_WHAT YOU WILL DO_
Keeping every character as it is, transcribe the entries below.

---*---

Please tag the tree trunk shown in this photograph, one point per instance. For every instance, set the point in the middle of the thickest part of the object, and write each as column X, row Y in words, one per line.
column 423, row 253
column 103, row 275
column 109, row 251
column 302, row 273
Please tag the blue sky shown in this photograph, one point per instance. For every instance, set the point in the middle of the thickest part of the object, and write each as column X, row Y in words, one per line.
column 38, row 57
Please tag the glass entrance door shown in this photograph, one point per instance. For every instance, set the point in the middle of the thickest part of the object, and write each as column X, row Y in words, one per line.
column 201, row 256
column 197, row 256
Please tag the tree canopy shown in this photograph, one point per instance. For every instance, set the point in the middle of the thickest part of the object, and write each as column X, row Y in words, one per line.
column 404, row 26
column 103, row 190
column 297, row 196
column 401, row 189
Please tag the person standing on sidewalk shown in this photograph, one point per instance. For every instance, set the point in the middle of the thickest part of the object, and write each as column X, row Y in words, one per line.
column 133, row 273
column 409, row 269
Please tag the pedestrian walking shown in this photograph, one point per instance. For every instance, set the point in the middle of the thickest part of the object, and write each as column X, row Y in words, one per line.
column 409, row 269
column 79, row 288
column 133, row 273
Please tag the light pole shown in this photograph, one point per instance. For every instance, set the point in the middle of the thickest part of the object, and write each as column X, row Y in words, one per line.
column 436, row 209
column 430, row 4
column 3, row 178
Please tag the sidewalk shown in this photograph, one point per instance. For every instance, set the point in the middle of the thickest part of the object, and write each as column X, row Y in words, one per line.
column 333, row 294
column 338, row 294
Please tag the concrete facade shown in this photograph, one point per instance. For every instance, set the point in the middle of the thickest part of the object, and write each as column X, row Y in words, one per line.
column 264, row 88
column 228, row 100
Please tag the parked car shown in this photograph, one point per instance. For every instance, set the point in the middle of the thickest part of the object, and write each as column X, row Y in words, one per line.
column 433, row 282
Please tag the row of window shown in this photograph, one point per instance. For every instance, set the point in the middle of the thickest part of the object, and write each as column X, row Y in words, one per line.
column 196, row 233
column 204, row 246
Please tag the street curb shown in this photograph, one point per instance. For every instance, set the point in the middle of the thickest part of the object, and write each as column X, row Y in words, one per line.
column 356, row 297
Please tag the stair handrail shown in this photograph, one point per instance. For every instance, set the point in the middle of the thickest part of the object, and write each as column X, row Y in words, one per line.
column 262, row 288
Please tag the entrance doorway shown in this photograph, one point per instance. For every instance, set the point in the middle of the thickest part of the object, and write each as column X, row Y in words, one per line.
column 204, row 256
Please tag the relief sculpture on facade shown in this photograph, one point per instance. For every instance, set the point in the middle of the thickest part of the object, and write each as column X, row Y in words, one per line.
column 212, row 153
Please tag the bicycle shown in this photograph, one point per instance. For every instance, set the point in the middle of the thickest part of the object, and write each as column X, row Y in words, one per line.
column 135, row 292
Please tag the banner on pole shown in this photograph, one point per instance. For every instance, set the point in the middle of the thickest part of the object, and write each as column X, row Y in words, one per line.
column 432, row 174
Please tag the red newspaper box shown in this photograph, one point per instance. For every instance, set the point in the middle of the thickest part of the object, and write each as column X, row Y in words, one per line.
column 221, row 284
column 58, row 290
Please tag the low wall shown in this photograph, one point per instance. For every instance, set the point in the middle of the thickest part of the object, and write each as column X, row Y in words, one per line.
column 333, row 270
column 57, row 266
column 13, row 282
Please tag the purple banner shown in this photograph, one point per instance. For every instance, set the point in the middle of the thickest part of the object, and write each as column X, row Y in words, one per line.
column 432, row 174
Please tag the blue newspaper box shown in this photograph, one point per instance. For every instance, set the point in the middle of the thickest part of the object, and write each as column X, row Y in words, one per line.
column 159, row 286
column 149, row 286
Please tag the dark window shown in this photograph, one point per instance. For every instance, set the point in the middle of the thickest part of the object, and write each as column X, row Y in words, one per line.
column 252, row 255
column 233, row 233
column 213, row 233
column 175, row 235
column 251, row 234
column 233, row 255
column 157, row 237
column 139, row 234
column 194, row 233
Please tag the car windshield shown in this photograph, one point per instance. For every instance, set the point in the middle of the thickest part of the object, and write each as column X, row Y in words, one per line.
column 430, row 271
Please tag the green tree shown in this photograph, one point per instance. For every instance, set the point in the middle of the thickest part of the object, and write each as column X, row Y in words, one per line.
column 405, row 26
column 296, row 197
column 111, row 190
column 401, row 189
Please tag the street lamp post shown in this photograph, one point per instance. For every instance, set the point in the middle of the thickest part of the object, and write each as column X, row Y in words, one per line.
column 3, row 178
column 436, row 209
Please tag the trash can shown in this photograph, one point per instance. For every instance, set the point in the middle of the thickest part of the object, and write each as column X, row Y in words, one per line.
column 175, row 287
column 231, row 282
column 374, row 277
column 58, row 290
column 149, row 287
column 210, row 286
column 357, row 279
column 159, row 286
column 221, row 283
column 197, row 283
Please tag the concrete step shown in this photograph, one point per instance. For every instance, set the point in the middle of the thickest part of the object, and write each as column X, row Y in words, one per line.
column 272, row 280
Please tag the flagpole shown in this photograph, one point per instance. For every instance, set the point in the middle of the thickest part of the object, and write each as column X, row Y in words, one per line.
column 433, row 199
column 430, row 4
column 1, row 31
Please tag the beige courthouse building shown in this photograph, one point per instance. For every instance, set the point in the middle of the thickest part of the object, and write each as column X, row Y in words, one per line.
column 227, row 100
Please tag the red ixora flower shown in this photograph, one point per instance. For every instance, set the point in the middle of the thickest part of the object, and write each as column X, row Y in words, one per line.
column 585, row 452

---*---

_TASK OUTPUT_
Please tag the tree trunk shown in this photograph, one point per instance. For every instance, set the point in the middle of the thickest part of the object, and write each as column X, row Y in words, one per line.
column 423, row 253
column 103, row 275
column 109, row 251
column 302, row 273
Please tag the blue sky shown in this photograph, one point per instance. For every instance, set the point in the middle of the thickest part of the object, and write each as column X, row Y in words, one per line.
column 38, row 57
Please tag the glass entrance door shown in this photograph, one point per instance. For every instance, set the point in the middle of the thickest part of the object, and write each as column X, row Y in words, one per line.
column 201, row 256
column 197, row 256
Please tag the tree canopy shown in this photograph, one point per instance. For every instance, set the point in the middle of the thickest part of the object, and write each as column X, row Y in words, one per line.
column 404, row 26
column 103, row 190
column 297, row 196
column 401, row 189
Please tag the person standing on sidewalk shown in this photograph, one point per instance. For every instance, set the point in the middle of the thickest part of the object, and write each as column X, row Y in words, one per line.
column 133, row 273
column 409, row 269
Please tag the pedestrian walking shown in this photograph, one point per instance. For every instance, set the point in the middle of the thickest part of the object, and write each as column X, row Y in words, one per line.
column 409, row 269
column 79, row 288
column 133, row 273
Please tag the light pole shown in this photograph, one point per instance. For every instance, set the point in the middle of the thickest part of the object, and write each as column X, row Y in words, one per line.
column 436, row 209
column 430, row 4
column 3, row 178
Please tag the sidewalk shown in this photograph, one point per instance. For every instance, set the point in the middle of the thickest part of the object, and write each as column X, row Y in words, one per line.
column 333, row 294
column 338, row 294
Please tag the concrete facade shown in this photograph, one point per instance. For every instance, set the point in the middle of the thickest part of the object, and write each as column X, row Y in words, one per line.
column 264, row 88
column 228, row 100
Please tag the parked car shown in this photograph, one point per instance. For every instance, set the point in the middle of the thickest part of the object, and write each as column X, row Y in words, one per line.
column 433, row 282
Please tag the row of window shown in this photograph, one point per instance. For every instance, set the point in the middle of the thickest part of the object, and write each as column X, row Y in words, one per line.
column 196, row 233
column 204, row 246
Please tag the street curb shown in this photograph, one point per instance. For every instance, set the point in the middle of the thickest part of the object, and write each as column X, row Y in words, one per line.
column 356, row 297
Please tag the stair handrail shown in this photograph, one point per instance. For every instance, set the point in the middle of the thickest part of the object, and write each as column X, row Y in words, one per line.
column 262, row 288
Please tag the entrance doorway shown in this photograph, one point per instance. For every instance, set the point in the middle of the thickest part of the object, and write each as column X, row Y in words, one per line.
column 204, row 256
Please tag the relief sculpture on facade shown in this photograph, one point per instance. For every instance, set the point in the middle of the thickest part of the object, and write each as column X, row Y in words, one per line.
column 212, row 153
Please tag the bicycle shown in this photograph, one point per instance. For every instance, set the point in the middle of the thickest part of the object, and write each as column X, row Y in words, one per line.
column 135, row 292
Please tag the banner on pole shown in this photograph, one point per instance. For every instance, set the point in the middle of the thickest part of the object, and write each as column X, row Y in words, one per line.
column 432, row 174
Please tag the red newspaper box shown in this photograph, one point per instance. For every instance, set the point in the middle of the thickest part of the object, and write each as column X, row Y in words, one per line.
column 221, row 284
column 58, row 290
Please tag the low wall shown in this photograph, one point per instance. For every instance, set the point in the middle of the thickest part of the object, and write each as column X, row Y in words, one per line.
column 333, row 270
column 57, row 266
column 13, row 282
Please tag the purple banner shown in this photograph, one point per instance. For every instance, set the point in the middle of the thickest part of the object, and write each as column X, row Y in words, one per line.
column 432, row 174
Please tag the blue newspaper box shown in this photograph, one point per instance. For every instance, set the point in the middle of the thickest part of the object, and write each as column X, row Y in words, one per line.
column 159, row 286
column 149, row 286
Please tag the dark window shown in this photograph, one point per instance. For every instance, set the point in the middle of the thickest part of the object, and write each as column X, row Y in words, one per line.
column 252, row 255
column 233, row 233
column 213, row 233
column 175, row 235
column 251, row 234
column 233, row 255
column 157, row 237
column 139, row 234
column 194, row 233
Please tag the car windshield shown in this photograph, one point per instance. For every instance, set the point in the middle of the thickest part of the object, and write each as column X, row Y in words, one per line.
column 430, row 271
Please tag the green tree shown in this photograph, one point per instance. For every instance, set the point in the middle of the thickest part of the object, and write each as column X, row Y in words, one per line.
column 405, row 26
column 296, row 197
column 111, row 190
column 401, row 189
Please tag the street lamp post shown in this photograph, one point per instance. For every instance, set the point in the middle of the thickest part of the object, and write each as column X, row Y in words, one per line.
column 3, row 178
column 436, row 209
Please tag the trash can shown in this photograph, one point per instance. For every instance, set the point in the middle of the thickest part of the object, and write each as column X, row Y in words, one per line.
column 175, row 287
column 231, row 282
column 374, row 277
column 58, row 290
column 149, row 287
column 210, row 286
column 357, row 279
column 159, row 286
column 221, row 283
column 197, row 283
Please tag the concrete step shown in this photograph, one point per instance. For every instance, set the point in the middle of the thickest part of the object, and write each as column X, row Y in words, one per line.
column 272, row 280
Please tag the flagpole shown in this photograph, one point per instance. For every instance, set the point in the middle of the thickest part of the object, and write each as column X, row Y in words, one per line.
column 433, row 199
column 430, row 4
column 1, row 31
Please tag the beige courthouse building shown in this photograph, one point per instance. For every instance, set the point in the middle of the thickest part of the object, and write each as column X, row Y in words, one per line.
column 227, row 100
Please tag the red ixora flower shown in this photograph, one point per instance. For every instance, set the point in the middle of the thickest part of the object, and write each as column X, row Y in words, one per line.
column 585, row 452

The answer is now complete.